Problem description: Pull out every line of the data below that contains the word "each" and list those lines.

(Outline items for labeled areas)
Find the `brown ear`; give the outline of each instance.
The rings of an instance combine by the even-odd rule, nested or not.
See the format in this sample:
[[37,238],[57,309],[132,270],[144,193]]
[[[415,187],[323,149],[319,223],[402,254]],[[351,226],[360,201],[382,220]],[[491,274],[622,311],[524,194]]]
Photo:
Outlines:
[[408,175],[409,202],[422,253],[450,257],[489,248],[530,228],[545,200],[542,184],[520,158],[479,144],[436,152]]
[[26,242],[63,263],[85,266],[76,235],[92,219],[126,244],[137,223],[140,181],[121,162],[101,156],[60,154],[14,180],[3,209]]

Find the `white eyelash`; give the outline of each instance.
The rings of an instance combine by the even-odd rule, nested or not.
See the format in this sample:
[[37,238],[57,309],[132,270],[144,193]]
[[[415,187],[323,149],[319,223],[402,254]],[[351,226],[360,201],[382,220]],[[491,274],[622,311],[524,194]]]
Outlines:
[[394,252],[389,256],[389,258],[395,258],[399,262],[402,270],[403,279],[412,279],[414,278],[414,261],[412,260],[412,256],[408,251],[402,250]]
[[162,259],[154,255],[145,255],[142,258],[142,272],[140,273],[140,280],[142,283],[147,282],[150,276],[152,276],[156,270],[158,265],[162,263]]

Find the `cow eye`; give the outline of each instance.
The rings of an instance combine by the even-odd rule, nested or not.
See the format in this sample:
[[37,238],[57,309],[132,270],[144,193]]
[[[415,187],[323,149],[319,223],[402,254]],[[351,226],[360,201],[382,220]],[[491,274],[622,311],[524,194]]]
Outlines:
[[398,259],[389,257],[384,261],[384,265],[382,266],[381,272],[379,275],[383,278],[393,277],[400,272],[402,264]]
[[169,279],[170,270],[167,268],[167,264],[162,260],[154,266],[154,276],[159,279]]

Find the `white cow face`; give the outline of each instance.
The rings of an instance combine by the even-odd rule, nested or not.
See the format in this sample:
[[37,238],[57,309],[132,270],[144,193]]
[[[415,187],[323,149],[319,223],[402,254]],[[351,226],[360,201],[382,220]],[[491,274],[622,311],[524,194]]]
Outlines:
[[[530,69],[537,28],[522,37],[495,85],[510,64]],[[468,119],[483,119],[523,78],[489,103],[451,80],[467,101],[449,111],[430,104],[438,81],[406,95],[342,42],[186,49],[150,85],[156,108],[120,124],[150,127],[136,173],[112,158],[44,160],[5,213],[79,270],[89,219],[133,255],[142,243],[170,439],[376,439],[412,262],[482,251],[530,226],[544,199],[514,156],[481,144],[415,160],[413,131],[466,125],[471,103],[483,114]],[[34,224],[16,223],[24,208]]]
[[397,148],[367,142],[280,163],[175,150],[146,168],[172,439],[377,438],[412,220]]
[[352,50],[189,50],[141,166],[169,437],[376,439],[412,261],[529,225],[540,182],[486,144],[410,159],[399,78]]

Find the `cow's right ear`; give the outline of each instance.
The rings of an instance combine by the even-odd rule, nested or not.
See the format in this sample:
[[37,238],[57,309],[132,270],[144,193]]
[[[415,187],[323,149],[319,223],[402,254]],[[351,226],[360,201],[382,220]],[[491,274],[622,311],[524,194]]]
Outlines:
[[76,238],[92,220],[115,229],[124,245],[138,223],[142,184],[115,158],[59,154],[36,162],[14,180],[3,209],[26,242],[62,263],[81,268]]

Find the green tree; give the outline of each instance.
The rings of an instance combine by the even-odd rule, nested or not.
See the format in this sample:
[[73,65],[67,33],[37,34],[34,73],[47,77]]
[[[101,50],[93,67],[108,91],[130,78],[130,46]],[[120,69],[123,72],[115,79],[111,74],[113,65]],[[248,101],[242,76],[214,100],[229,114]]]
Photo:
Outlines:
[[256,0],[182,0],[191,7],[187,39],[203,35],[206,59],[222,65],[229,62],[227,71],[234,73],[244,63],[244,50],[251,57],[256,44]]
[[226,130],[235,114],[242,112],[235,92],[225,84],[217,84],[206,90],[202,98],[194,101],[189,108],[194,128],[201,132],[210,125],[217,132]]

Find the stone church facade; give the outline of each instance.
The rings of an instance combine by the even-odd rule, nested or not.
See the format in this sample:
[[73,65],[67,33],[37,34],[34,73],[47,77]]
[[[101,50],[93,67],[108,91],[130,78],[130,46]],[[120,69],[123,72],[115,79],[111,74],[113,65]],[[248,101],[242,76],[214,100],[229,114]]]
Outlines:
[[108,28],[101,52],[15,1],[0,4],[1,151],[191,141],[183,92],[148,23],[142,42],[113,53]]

Reply to the task:
Find the `brown ear`; give the outline of each instance.
Find the `white eyelash`; give the outline of each instance.
Find the `cow eye`; give the outline of each instance.
Find the `white cow face`; give the outline of each instance.
Find the `cow's right ear`; give the outline of each instance.
Find the green tree; give the outline of each instance.
Find the stone church facade; give the outline of each instance.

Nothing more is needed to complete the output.